Text provided:
Skip to content

Geo: Generate job artifact checksums

Follow up for https://gitlab.com/gitlab-org/gitlab-ee/issues/8921 / https://gitlab.com/gitlab-org/gitlab-ee/merge_requests/14477 which validates checksums after transfer.

Problem

Many/most artifacts don't have a checksum. Checksums are only generated for traces when they are archived. So the secondary is unable to validate these artifacts after transfer.

Proposal

Checksum all artifacts on creation.

Take a cue from the Upload model. If the file is large (> 100MB), do it asynchronously. In this case, small artifacts would get verified on transfer. Large artifacts might not be verified on transfer. This is ok, since we'll be implementing constant reverification within a milestone or two, so large artifacts will be verified eventually.

Work instructions:
• A. According to the GitLab Geo issue on job artifact checksums, when are checksums currently generated?
• B. Continue the GitLab Geo issue on job artifact checksums, starting right after its final sentence.

Data:
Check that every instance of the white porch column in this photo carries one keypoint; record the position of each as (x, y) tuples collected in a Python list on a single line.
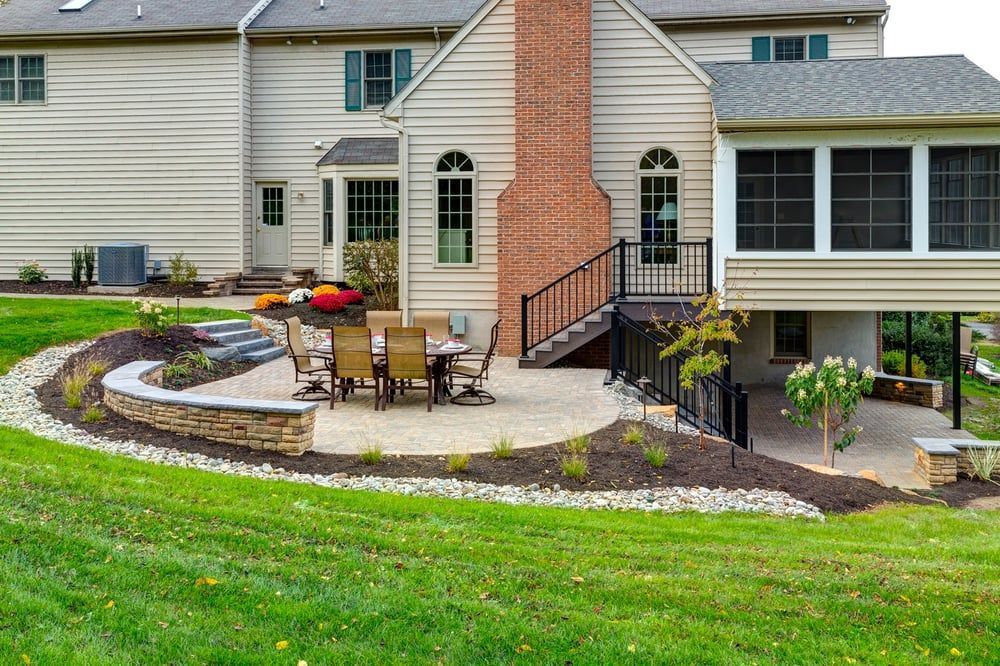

Expected responses:
• A. Only for traces, when they are archived.

• B.
For reference, on my Macbook Pro I checksummed (SHA256) a 1.2GB file in 5s, and a 5GB file in 8s.

Question: Is it insufficient to checksum "on_create" of the record, since e.g. it sounds like traces mutate until they are archived?

Close without doing anything proposal

As mentioned above,

we'll be implementing constant reverification within a milestone or two

So all artifacts will be verified by that process, eventually. Not perfect, but maybe good enough.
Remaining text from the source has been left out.